+++ Supplied material

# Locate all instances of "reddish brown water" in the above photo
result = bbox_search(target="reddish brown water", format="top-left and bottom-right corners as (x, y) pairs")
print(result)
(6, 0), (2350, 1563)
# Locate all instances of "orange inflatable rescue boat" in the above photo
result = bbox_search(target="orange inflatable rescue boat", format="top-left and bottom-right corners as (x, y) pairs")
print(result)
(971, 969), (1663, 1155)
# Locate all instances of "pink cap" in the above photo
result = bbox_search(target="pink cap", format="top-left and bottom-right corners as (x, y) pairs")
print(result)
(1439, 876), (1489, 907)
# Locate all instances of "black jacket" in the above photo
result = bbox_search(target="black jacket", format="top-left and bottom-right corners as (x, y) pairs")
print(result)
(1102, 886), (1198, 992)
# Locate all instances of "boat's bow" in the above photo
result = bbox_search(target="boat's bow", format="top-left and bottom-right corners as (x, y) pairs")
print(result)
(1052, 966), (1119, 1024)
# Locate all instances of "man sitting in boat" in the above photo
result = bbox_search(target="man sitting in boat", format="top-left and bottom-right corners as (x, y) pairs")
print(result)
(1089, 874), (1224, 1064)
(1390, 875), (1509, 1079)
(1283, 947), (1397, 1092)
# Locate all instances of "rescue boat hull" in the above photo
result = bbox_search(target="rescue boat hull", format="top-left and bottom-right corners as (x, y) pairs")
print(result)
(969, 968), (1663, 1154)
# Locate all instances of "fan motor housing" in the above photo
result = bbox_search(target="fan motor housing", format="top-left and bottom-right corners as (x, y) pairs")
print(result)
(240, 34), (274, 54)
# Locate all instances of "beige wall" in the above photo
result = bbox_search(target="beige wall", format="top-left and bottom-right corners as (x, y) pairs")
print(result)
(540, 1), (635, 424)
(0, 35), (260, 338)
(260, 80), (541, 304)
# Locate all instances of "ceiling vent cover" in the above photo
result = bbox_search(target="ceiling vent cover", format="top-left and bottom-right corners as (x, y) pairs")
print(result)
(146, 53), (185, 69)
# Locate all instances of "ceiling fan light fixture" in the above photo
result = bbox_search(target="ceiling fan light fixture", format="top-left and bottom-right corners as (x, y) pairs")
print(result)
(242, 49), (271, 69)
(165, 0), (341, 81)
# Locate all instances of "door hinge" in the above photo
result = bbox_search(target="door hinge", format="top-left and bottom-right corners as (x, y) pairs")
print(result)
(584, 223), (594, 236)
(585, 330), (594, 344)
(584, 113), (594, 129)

++++++

Exercise objective: Every line above with the word "motor" belongs in the answer, copied as written.

Response to this task:
# Locate all instances of "fan motor housing" in the above photo
result = bbox_search(target="fan motor housing", format="top-left and bottom-right corners as (x, y) pairs")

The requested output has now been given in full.